• **TEKST**:
Op het eerste gezicht zullen velen dit document wellicht tamelijk overtuigend vinden (wat natuurlijk ook de bedoeling is), maar wie wat nauwkeuriger kijkt ziet dat problemen worden gebagatelliseerd en dat een aantal belangrijke kwesties ongenoemd blijven of verkeerd worden voorgesteld, en dat de zorgen die door een reeks van unies en kerkleiders zijn geuit niet serieus worden genomen of, tenminste, niet goed worden begrepen.

Mij viel vooral het gedeelte van dit bulletin op waarin werd ingegaan op hoe de Adventkerk haar leerstellingen definieert. Ik citeer een stukje tekst waarin de vergelijking wordt gemaakt met de manier waarop binnen de Rooms-Katholieke Kerk leerstellingen ontstaan.

Het pausdom is een gecentraliseerd, top-down systeem waarbij het gezag berust bij een onfeilbare paus en zijn kardinalen. Maar in de Adventkerk vloeit gezag in beide richtingen, zowel van beneden naar boven als van boven naar beneden, via vertegenwoordigen—waarbij altijd vrouwen zowel als mannen betrokken zijn, en leken zowel als predikanten.

In de Katholieke Kerk worden leerstellige beslissingen genomen door de paus en een groep van prominente theologen. Daarentegen is binnen de Adventkerk, de lijst van Fundamentele Geloofspunten niets anders dan een samenvatting van wat de leden, op basis van hun eigen studie van de Bijbel, al geloven. En alleen tijdens het wereldcongres van de kerk dat eens in de vijf jaar wordt gehouden kan de grootste en meest representatieve groep leiders en leken wijzigingen aanbrengen in de Fundamentele Geloofspunten, het kerkelijk handboek en bepaalde kerkelijke regels, omdat die documenten voor de gehele kerk gelden. . . .

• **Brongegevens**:

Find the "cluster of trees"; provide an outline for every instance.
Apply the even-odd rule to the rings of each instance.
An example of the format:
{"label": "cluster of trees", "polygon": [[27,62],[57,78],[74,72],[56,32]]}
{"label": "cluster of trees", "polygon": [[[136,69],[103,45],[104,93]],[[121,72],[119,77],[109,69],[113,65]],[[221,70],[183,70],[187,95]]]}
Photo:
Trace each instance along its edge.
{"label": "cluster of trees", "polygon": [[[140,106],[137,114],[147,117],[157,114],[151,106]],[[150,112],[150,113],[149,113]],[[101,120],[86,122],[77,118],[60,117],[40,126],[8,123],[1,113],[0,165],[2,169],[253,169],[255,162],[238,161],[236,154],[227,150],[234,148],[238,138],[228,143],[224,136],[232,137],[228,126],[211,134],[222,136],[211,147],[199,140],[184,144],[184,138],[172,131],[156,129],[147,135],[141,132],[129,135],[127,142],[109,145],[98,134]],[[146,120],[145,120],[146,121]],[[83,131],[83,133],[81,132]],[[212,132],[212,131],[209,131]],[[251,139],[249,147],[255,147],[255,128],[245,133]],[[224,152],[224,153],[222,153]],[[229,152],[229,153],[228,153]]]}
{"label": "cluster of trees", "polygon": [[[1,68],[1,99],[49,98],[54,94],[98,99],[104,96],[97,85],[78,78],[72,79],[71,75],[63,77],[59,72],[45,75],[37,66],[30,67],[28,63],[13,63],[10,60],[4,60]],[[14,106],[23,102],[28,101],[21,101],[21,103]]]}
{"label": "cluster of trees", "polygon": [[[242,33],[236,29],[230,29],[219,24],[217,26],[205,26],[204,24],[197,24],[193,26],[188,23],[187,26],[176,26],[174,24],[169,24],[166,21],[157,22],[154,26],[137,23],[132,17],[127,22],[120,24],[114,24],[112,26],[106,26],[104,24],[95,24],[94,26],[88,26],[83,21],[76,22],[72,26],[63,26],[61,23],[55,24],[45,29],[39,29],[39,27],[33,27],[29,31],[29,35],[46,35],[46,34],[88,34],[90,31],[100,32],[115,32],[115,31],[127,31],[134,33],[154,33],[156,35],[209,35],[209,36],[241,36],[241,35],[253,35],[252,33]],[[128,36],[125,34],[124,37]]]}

• **OPDRACHTEN**:
[A] Hoe vaak wordt volgens de tekst over de Adventkerk het wereldcongres van de kerk gehouden?
[B] Vertaal deze zin uit de tekst over de Adventkerk in het Engels: "Het pausdom is een gecentraliseerd, top-down systeem waarbij het gezag berust bij een onfeilbare paus en zijn kardinalen."
[C] Schrijf de tekst over de Adventkerk verder, aansluitend op de laatste zin.
De regels zijn voor deze opdrachten niet nodig.

• **ANTWOORDEN OP VOLGORDE**:
[A] Eens in de vijf jaar.

[B] The papacy is a centralized, top-down system in which authority rests with an infallible pope and his cardinals.

[C]
Deze alinea schildert een beeld dat nogal afwijkt van de werkelijkheid. De beschrijving van het proces binnen de Rooms-Katholieke Kerk ten aanzien van het definiëren van leerstellingen is een karikatuur van hoe het gaat. Om maar één element te noemen: de cruciale rol van concilies wordt niet vermeld. Maar ik stoot me meer aan de beschrijving van hoe in onze geloofsgemeenschap leerstellige uitspraken tot stand komen. Te stellen dat de Fundamentele Geloofspunten slechts een weergave zijn van wat de leden, op basis van hun eigen bijbelstudie, al hadden ontdekt is op geen enkele manier een correcte voorstelling van zaken. Als wij bijvoorbeeld kijken naar de meest recente aanpassingen van onze Fundamentele Geloofspunten in 2015 in San Antonio, moeten we vaststellen dat deze veranderingen bepaald niet voortkwamen uit wat de leden van de kerk al geloofden. Deze veranderingen werden doorgedrukt door de hoogste leiders van de kerk, met nauwelijks enige input van representatieve theologen, behoudens enkele leden van het Biblical Research Instituut dat volledig onder de paraplu van de Generale Conferentie schuilgaat.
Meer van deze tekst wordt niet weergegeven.